## TASK BRIEF
Lay out the stretch of records from the line that contains "For the benchmark, mark every instance of the long" through the end of the records as a JSON list of strings, with each line as one string and blank lines omitted.

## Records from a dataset
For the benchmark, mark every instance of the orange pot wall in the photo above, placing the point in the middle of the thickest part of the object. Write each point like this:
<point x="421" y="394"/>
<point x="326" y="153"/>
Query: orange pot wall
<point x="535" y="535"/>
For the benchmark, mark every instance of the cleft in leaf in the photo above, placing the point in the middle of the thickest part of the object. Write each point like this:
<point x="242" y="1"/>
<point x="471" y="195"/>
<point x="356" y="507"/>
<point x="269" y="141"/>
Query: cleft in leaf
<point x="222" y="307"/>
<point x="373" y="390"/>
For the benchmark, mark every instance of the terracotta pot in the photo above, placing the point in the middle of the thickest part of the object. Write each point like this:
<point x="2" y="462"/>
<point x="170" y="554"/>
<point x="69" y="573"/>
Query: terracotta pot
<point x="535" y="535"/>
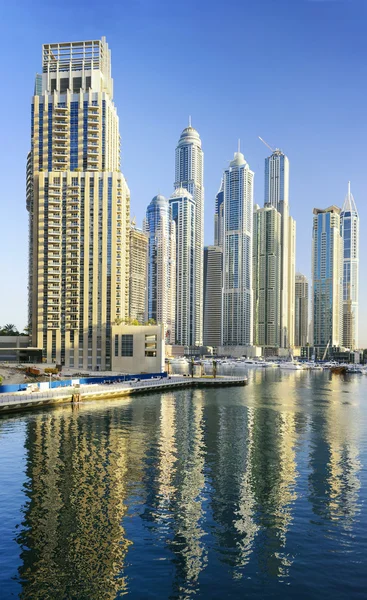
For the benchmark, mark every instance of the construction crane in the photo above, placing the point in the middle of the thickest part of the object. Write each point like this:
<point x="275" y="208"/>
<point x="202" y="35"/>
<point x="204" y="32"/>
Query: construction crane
<point x="266" y="144"/>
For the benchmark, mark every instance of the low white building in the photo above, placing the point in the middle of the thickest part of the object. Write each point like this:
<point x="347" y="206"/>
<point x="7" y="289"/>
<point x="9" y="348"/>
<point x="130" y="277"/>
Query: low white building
<point x="138" y="348"/>
<point x="239" y="351"/>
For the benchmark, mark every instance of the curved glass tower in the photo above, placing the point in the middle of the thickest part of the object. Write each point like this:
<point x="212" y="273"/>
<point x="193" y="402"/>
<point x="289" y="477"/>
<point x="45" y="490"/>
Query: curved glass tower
<point x="189" y="174"/>
<point x="349" y="228"/>
<point x="160" y="230"/>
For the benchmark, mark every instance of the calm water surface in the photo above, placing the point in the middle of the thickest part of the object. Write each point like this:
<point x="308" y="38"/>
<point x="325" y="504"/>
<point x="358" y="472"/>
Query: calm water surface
<point x="255" y="492"/>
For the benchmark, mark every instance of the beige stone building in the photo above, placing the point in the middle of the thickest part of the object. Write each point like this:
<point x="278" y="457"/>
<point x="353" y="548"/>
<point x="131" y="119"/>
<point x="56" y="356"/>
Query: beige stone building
<point x="138" y="349"/>
<point x="79" y="207"/>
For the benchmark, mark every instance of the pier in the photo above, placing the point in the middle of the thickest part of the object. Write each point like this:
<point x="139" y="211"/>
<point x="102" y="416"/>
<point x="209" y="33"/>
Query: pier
<point x="18" y="401"/>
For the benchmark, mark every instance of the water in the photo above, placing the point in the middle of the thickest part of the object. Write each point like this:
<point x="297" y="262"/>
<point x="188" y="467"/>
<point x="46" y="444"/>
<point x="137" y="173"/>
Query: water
<point x="232" y="493"/>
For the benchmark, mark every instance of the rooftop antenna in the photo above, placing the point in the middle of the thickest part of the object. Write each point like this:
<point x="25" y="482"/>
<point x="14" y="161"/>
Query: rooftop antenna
<point x="266" y="144"/>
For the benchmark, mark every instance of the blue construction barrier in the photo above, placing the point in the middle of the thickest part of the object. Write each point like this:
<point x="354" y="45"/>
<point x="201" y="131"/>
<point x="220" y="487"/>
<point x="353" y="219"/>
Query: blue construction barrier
<point x="15" y="387"/>
<point x="18" y="387"/>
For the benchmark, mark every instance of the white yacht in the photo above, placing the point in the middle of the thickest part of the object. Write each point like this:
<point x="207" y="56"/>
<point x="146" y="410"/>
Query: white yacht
<point x="291" y="365"/>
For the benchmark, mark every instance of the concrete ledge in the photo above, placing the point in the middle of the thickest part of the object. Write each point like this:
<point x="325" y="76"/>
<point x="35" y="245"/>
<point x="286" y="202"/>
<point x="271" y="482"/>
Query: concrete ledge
<point x="23" y="401"/>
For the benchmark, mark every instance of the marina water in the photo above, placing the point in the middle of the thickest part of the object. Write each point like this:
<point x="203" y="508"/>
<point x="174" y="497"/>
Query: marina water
<point x="229" y="493"/>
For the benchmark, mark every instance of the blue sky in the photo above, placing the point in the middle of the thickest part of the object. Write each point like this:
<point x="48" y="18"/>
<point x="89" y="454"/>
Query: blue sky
<point x="291" y="71"/>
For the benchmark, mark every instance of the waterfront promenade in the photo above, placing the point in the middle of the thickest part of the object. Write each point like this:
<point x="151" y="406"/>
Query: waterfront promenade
<point x="28" y="400"/>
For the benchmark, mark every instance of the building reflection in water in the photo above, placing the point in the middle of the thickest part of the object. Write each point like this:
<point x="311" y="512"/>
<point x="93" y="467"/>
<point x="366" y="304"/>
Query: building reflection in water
<point x="72" y="539"/>
<point x="212" y="478"/>
<point x="334" y="476"/>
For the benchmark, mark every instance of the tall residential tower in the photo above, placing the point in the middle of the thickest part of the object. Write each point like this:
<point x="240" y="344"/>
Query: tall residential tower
<point x="349" y="222"/>
<point x="212" y="318"/>
<point x="266" y="275"/>
<point x="189" y="174"/>
<point x="183" y="211"/>
<point x="277" y="195"/>
<point x="161" y="232"/>
<point x="237" y="328"/>
<point x="301" y="310"/>
<point x="327" y="274"/>
<point x="78" y="202"/>
<point x="138" y="275"/>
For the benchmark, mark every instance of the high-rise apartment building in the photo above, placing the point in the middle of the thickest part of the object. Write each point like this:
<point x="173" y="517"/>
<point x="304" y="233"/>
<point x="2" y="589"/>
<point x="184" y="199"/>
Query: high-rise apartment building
<point x="219" y="216"/>
<point x="277" y="194"/>
<point x="349" y="220"/>
<point x="183" y="212"/>
<point x="213" y="264"/>
<point x="327" y="273"/>
<point x="267" y="257"/>
<point x="78" y="202"/>
<point x="161" y="232"/>
<point x="138" y="275"/>
<point x="301" y="310"/>
<point x="237" y="328"/>
<point x="291" y="279"/>
<point x="189" y="174"/>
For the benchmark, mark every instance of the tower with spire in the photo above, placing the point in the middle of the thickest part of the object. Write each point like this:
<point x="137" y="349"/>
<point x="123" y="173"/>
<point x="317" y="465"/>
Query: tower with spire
<point x="349" y="225"/>
<point x="237" y="253"/>
<point x="189" y="175"/>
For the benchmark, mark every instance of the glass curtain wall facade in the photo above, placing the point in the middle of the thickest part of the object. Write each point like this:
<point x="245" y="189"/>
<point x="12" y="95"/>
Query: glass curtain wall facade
<point x="161" y="232"/>
<point x="277" y="195"/>
<point x="237" y="257"/>
<point x="79" y="206"/>
<point x="301" y="310"/>
<point x="189" y="175"/>
<point x="219" y="216"/>
<point x="183" y="212"/>
<point x="327" y="274"/>
<point x="349" y="221"/>
<point x="213" y="262"/>
<point x="266" y="276"/>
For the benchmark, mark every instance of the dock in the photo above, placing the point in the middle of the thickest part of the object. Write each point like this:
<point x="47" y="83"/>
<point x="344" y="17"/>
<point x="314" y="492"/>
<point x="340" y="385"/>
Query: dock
<point x="19" y="401"/>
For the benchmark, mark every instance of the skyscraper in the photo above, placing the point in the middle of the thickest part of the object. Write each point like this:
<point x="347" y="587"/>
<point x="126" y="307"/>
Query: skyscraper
<point x="213" y="262"/>
<point x="277" y="194"/>
<point x="237" y="257"/>
<point x="327" y="272"/>
<point x="189" y="174"/>
<point x="349" y="221"/>
<point x="161" y="233"/>
<point x="291" y="279"/>
<point x="219" y="216"/>
<point x="266" y="275"/>
<point x="301" y="310"/>
<point x="138" y="275"/>
<point x="183" y="211"/>
<point x="78" y="202"/>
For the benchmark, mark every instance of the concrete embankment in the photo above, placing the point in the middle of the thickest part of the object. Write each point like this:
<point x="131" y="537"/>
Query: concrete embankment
<point x="24" y="400"/>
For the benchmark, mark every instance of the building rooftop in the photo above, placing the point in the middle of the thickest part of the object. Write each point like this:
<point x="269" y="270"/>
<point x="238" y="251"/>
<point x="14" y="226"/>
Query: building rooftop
<point x="333" y="208"/>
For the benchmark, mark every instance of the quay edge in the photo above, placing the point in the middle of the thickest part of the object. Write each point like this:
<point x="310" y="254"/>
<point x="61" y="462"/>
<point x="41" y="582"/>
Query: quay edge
<point x="19" y="402"/>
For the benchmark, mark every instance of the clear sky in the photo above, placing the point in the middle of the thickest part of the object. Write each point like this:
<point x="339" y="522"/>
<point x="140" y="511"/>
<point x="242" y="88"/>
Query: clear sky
<point x="291" y="71"/>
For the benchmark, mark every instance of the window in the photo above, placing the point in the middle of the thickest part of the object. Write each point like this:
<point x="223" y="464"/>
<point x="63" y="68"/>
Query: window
<point x="127" y="345"/>
<point x="64" y="84"/>
<point x="151" y="345"/>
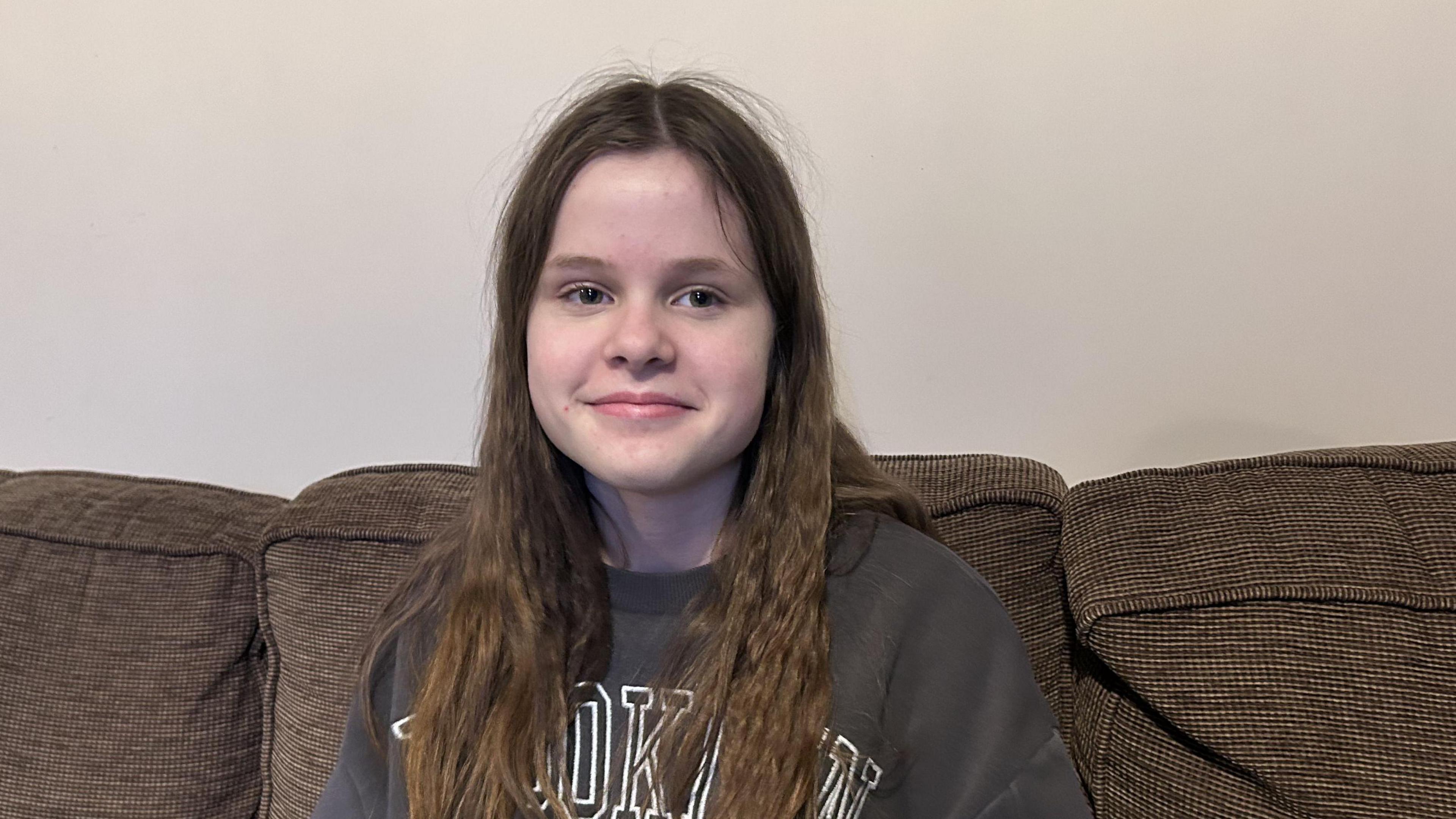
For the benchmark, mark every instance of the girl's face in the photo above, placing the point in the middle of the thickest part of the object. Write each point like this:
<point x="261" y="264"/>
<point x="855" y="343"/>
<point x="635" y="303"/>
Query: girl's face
<point x="648" y="340"/>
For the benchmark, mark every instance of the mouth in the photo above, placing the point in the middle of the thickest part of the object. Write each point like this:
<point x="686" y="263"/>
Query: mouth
<point x="640" y="406"/>
<point x="625" y="410"/>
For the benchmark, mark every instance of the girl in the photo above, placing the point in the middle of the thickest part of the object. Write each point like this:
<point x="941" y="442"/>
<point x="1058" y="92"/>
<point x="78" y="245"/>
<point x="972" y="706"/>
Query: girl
<point x="682" y="588"/>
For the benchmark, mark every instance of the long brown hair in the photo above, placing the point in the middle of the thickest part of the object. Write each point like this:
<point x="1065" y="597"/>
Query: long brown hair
<point x="515" y="591"/>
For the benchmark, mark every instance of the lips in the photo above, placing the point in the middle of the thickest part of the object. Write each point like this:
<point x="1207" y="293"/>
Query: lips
<point x="640" y="406"/>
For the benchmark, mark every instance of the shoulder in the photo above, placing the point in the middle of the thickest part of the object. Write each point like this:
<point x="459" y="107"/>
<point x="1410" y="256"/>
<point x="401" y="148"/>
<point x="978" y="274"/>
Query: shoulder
<point x="901" y="563"/>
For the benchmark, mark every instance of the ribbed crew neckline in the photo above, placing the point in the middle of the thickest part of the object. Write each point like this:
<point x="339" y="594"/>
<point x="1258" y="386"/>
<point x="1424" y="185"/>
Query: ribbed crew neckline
<point x="656" y="592"/>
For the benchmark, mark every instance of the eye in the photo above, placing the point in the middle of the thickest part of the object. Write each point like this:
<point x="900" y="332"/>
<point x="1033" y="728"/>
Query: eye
<point x="590" y="297"/>
<point x="702" y="298"/>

## SOLUTION TO THE PROBLEM
[
  "For the benchmark, mark every instance of the long brown hair in the photo above, placing the point in the middle of the thickest part of the object. Write each point like this:",
  "<point x=\"1065\" y=\"597\"/>",
  "Query: long brown hair",
  "<point x=\"515\" y=\"591\"/>",
  "For the benchmark, mark every instance of the lips in the photo above, placing the point in the middle of the thickest part of the object. Write each point like this:",
  "<point x=\"1207\" y=\"293\"/>",
  "Query: lips",
  "<point x=\"640\" y=\"406\"/>",
  "For the benchmark, mark every instance of the shoulder in the photo above, placing the point in the middle of the thickest part of the object. Write each point like this:",
  "<point x=\"459\" y=\"107\"/>",
  "<point x=\"1410\" y=\"256\"/>",
  "<point x=\"401\" y=\"148\"/>",
  "<point x=\"978\" y=\"274\"/>",
  "Query: shoulder",
  "<point x=\"901\" y=\"563\"/>",
  "For the benchmark, mark every instance of the ribbed crew neckline in the photo above, placing the point in the middle of the thickest part of the object. Write each point like this:",
  "<point x=\"339\" y=\"594\"/>",
  "<point x=\"1258\" y=\"386\"/>",
  "<point x=\"1424\" y=\"185\"/>",
  "Query: ribbed crew neckline",
  "<point x=\"656\" y=\"592\"/>",
  "For the benchmark, mark every instance of the eye in the photo above, placing the point in the middle of the thickest part of the object. Write each point like this:",
  "<point x=\"900\" y=\"332\"/>",
  "<point x=\"1033\" y=\"728\"/>",
  "Query: eye",
  "<point x=\"590\" y=\"297\"/>",
  "<point x=\"702\" y=\"298\"/>"
]